• STATED TASK 1: Can you reproduce the entire post on happiness word for word?

My brother in law was shocked to see a hoard of diving equipment stacked neatly against the wall in my grandmother’s house, but this wasn’t the time to investigate further.
He had to get the front door open.
My grandmother spent her whole adult life living in a very old, tall, house. When she became very elderly she became a little deaf but she always phoned my mother on a Sunday evening to assure all was well.
One week, there was no call.
My mother became increasingly frantic when she couldn’t get any response and my stepfather and brother in law, were dispatched to investigate.
There was no answer to their fist-pounds on the door so the police advised them to force their way in through the back door. And that was when my brother in law discovered the diving equipment.
Rushing past, he flung open the front door and was surprised to see there was no one waiting outside. He leant out into the street. My stepfather and the police officer were stood outside a house a few doors further down.
He hadn’t realised the back gardens of the houses sloped back at an angle and he had broken into the wrong house!
Thankfully all was well with my grandmother.
How many of us do this?
We think the new home, the expensive holiday, the snazzy car will make us happy. And yes, they certainly bring a short-term thrill.
Think of even more simple pleasures – a walk in the woods, laughing with a friend. These can bring a calmer pleasure.
All of these examples from the materialistic quick shot to the more experiential pleasures of the soul, all seem to lift our mood. And there is nothing, absolutely nothing wrong with enjoying them for what they are.
But do they really make us happy? Could it be that we too are knocking on the wrong door?
It’s an easy and understandable assumption to make.
We’re taught from such a young age that what’s “out there” can make us happy, sad, angry or peaceful.
The excitement of a birthday party makes us happy, the dreary, long, rainy wet afternoon lead to boredom and frustration.
But what if this is one huge mistake? Because the truth is, there is nothing outside us which has the power to make us feel anything.
We’ve all come across people who are gloomy sat on a beautiful beach. We all know of those who remain cheery and upbeat despite difficult circumstances.

• DATA LISTING:
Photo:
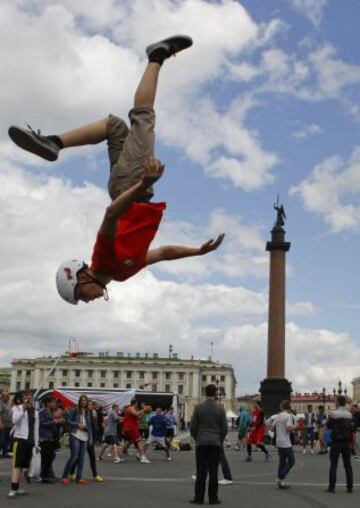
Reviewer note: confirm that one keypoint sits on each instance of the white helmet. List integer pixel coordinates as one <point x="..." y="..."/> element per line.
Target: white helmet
<point x="66" y="279"/>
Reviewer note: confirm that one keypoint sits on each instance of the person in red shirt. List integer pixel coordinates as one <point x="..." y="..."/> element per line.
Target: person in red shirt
<point x="257" y="432"/>
<point x="131" y="221"/>
<point x="130" y="428"/>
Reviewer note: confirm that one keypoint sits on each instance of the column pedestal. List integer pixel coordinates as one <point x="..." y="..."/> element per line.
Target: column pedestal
<point x="273" y="392"/>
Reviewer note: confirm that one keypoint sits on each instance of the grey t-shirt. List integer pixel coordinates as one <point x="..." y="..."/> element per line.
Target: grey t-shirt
<point x="283" y="420"/>
<point x="112" y="422"/>
<point x="5" y="413"/>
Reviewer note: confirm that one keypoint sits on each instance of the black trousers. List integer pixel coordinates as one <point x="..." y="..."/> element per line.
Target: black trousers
<point x="207" y="462"/>
<point x="340" y="448"/>
<point x="225" y="465"/>
<point x="91" y="454"/>
<point x="47" y="458"/>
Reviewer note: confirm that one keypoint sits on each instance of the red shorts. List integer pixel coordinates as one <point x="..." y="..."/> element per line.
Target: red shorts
<point x="256" y="436"/>
<point x="132" y="435"/>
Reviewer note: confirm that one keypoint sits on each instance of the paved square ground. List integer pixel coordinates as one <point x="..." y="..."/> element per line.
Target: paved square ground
<point x="161" y="484"/>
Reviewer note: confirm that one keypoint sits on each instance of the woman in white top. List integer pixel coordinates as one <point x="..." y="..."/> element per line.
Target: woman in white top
<point x="80" y="430"/>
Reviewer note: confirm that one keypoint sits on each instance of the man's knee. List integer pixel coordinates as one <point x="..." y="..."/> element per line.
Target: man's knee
<point x="116" y="134"/>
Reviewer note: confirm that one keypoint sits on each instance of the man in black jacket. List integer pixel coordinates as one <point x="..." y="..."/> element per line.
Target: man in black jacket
<point x="209" y="428"/>
<point x="340" y="423"/>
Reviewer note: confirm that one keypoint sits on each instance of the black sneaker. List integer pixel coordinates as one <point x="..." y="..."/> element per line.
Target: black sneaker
<point x="34" y="142"/>
<point x="171" y="45"/>
<point x="27" y="476"/>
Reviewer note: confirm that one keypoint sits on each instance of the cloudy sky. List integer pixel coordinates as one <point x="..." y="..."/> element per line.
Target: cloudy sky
<point x="266" y="102"/>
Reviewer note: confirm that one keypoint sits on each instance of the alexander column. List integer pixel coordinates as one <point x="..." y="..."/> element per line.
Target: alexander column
<point x="276" y="388"/>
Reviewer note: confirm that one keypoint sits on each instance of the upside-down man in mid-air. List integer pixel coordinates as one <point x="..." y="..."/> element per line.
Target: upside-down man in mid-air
<point x="131" y="221"/>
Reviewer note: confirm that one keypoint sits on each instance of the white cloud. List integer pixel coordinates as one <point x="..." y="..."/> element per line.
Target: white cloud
<point x="331" y="191"/>
<point x="306" y="131"/>
<point x="312" y="9"/>
<point x="95" y="60"/>
<point x="46" y="220"/>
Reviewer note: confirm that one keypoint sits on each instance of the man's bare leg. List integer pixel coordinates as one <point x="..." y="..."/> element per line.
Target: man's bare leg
<point x="146" y="90"/>
<point x="89" y="134"/>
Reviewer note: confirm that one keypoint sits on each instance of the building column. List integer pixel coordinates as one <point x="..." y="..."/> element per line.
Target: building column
<point x="275" y="388"/>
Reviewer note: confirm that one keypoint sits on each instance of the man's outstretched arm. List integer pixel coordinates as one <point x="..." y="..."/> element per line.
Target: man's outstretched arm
<point x="168" y="252"/>
<point x="153" y="170"/>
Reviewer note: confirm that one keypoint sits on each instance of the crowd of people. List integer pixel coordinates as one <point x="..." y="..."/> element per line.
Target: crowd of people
<point x="32" y="435"/>
<point x="336" y="434"/>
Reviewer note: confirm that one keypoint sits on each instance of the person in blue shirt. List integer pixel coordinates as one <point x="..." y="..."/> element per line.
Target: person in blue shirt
<point x="158" y="426"/>
<point x="171" y="420"/>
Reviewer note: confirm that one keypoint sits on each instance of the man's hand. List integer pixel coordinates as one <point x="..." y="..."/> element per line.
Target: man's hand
<point x="211" y="245"/>
<point x="153" y="170"/>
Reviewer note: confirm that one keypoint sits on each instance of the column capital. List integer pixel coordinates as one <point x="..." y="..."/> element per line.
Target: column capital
<point x="278" y="240"/>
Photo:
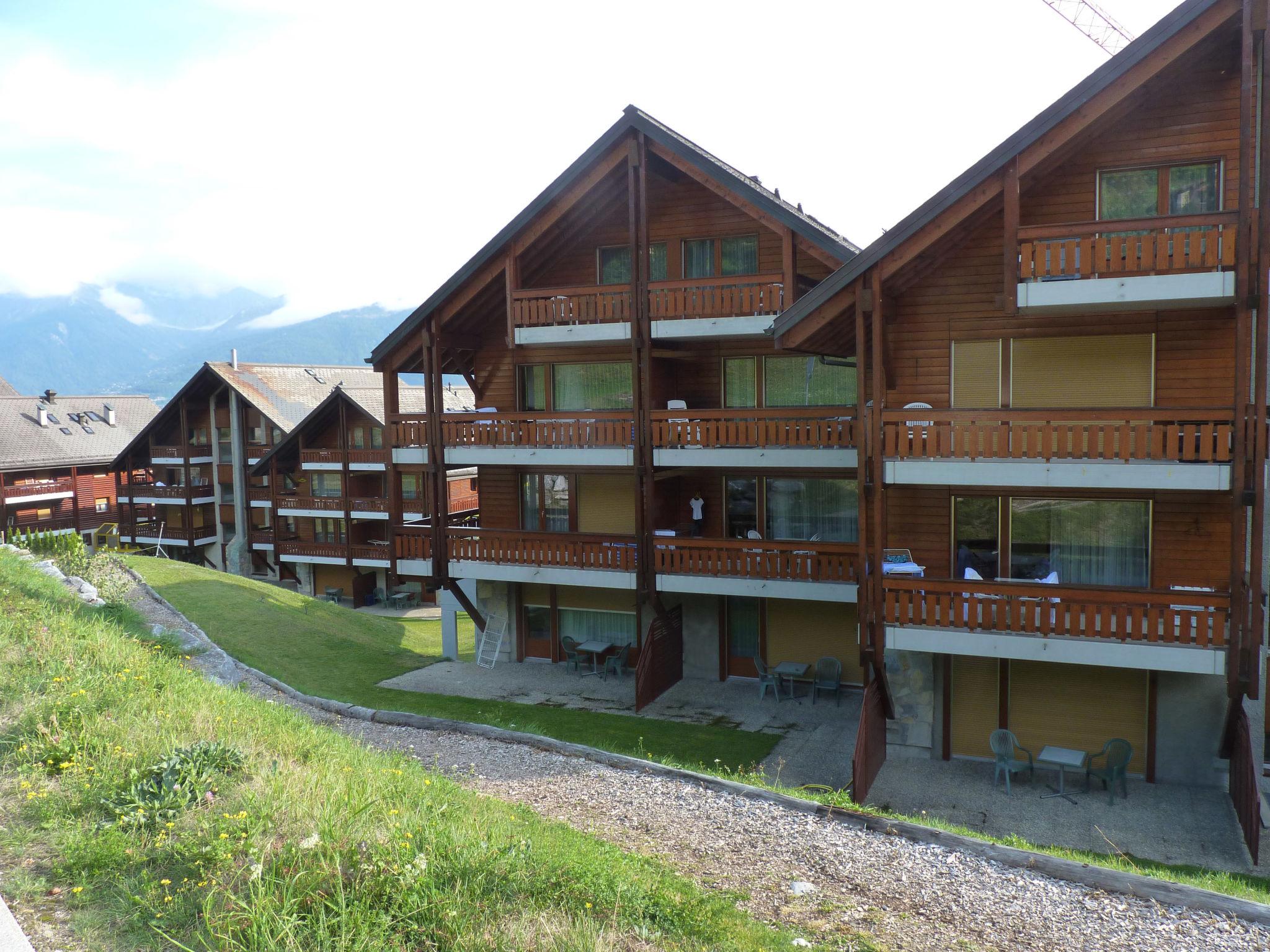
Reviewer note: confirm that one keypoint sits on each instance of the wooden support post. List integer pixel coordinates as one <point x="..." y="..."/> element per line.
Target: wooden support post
<point x="1010" y="238"/>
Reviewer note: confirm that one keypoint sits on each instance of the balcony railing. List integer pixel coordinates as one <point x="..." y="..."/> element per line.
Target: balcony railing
<point x="1157" y="616"/>
<point x="568" y="428"/>
<point x="38" y="489"/>
<point x="543" y="549"/>
<point x="786" y="427"/>
<point x="667" y="300"/>
<point x="756" y="559"/>
<point x="1152" y="434"/>
<point x="1185" y="243"/>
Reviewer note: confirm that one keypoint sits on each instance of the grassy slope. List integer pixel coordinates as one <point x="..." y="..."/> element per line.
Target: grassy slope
<point x="342" y="654"/>
<point x="403" y="858"/>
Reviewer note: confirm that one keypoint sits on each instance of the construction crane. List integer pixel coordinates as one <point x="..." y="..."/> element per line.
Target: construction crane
<point x="1093" y="22"/>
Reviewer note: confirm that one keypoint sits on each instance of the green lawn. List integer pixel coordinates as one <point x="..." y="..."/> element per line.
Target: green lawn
<point x="342" y="654"/>
<point x="286" y="837"/>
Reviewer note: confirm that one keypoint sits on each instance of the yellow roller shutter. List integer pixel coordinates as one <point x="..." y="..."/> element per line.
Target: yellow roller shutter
<point x="1078" y="706"/>
<point x="606" y="503"/>
<point x="974" y="705"/>
<point x="804" y="631"/>
<point x="975" y="374"/>
<point x="1110" y="369"/>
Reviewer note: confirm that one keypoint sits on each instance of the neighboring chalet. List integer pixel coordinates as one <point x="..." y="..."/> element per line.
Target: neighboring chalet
<point x="323" y="518"/>
<point x="1060" y="423"/>
<point x="200" y="451"/>
<point x="56" y="459"/>
<point x="616" y="337"/>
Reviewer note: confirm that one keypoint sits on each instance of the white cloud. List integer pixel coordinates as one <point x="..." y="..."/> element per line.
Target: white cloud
<point x="346" y="159"/>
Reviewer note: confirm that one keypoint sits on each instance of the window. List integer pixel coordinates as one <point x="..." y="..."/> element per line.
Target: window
<point x="545" y="501"/>
<point x="1086" y="541"/>
<point x="592" y="386"/>
<point x="326" y="484"/>
<point x="975" y="534"/>
<point x="614" y="263"/>
<point x="329" y="531"/>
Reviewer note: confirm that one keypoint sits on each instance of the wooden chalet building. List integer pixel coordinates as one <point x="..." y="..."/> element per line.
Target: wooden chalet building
<point x="1062" y="425"/>
<point x="323" y="517"/>
<point x="611" y="390"/>
<point x="56" y="459"/>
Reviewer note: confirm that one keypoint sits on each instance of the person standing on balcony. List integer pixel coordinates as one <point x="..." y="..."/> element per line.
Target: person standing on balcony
<point x="698" y="505"/>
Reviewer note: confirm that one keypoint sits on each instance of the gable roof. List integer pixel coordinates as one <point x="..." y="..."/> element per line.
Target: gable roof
<point x="24" y="444"/>
<point x="633" y="118"/>
<point x="1101" y="79"/>
<point x="370" y="400"/>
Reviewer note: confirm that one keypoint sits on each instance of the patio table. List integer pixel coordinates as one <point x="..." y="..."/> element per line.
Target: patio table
<point x="595" y="649"/>
<point x="1062" y="758"/>
<point x="790" y="669"/>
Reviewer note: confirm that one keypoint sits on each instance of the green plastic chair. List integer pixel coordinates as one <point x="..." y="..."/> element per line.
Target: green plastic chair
<point x="766" y="679"/>
<point x="828" y="677"/>
<point x="1003" y="744"/>
<point x="616" y="664"/>
<point x="571" y="653"/>
<point x="1117" y="754"/>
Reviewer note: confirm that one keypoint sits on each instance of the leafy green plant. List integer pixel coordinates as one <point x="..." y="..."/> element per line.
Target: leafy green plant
<point x="166" y="788"/>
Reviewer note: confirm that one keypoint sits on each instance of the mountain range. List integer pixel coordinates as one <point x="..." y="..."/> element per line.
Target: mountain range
<point x="79" y="345"/>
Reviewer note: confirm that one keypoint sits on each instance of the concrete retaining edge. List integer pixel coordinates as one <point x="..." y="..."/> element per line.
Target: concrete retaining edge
<point x="1094" y="876"/>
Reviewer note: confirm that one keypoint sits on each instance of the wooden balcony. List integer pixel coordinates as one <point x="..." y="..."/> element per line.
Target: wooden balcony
<point x="1139" y="616"/>
<point x="750" y="295"/>
<point x="556" y="550"/>
<point x="1083" y="250"/>
<point x="804" y="427"/>
<point x="1201" y="436"/>
<point x="757" y="559"/>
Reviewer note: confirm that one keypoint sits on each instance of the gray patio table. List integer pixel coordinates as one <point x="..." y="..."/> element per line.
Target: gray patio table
<point x="595" y="649"/>
<point x="791" y="671"/>
<point x="1062" y="758"/>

• STATED TASK 2: Can you find each line in the listing that contains the string "gray" and copy those lines out? Case counts.

• WORKED ANSWER 1:
My brother in law was shocked to see a hoard of diving equipment stacked neatly against the wall in my grandmother’s house, but this wasn’t the time to investigate further.
He had to get the front door open.
My grandmother spent her whole adult life living in a very old, tall, house. When she became very elderly she became a little deaf but she always phoned my mother on a Sunday evening to assure all was well.
One week, there was no call.
My mother became increasingly frantic when she couldn’t get any response and my stepfather and brother in law, were dispatched to investigate.
There was no answer to their fist-pounds on the door so the police advised them to force their way in through the back door. And that was when my brother in law discovered the diving equipment.
Rushing past, he flung open the front door and was surprised to see there was no one waiting outside. He leant out into the street. My stepfather and the police officer were stood outside a house a few doors further down.
He hadn’t realised the back gardens of the houses sloped back at an angle and he had broken into the wrong house!
Thankfully all was well with my grandmother.
How many of us do this?
We think the new home, the expensive holiday, the snazzy car will make us happy. And yes, they certainly bring a short-term thrill.
Think of even more simple pleasures – a walk in the woods, laughing with a friend. These can bring a calmer pleasure.
All of these examples from the materialistic quick shot to the more experiential pleasures of the soul, all seem to lift our mood. And there is nothing, absolutely nothing wrong with enjoying them for what they are.
But do they really make us happy? Could it be that we too are knocking on the wrong door?
It’s an easy and understandable assumption to make.
We’re taught from such a young age that what’s “out there” can make us happy, sad, angry or peaceful.
The excitement of a birthday party makes us happy, the dreary, long, rainy wet afternoon lead to boredom and frustration.
But what if this is one huge mistake? Because the truth is, there is nothing outside us which has the power to make us feel anything.
We’ve all come across people who are gloomy sat on a beautiful beach. We all know of those who remain cheery and upbeat despite difficult circumstances.

• WORKED ANSWER 2:
Reviewer note: confirm that one keypoint sits on each instance of the gray patio table. List integer pixel coordinates as one <point x="..." y="..."/> element per line.
Target: gray patio table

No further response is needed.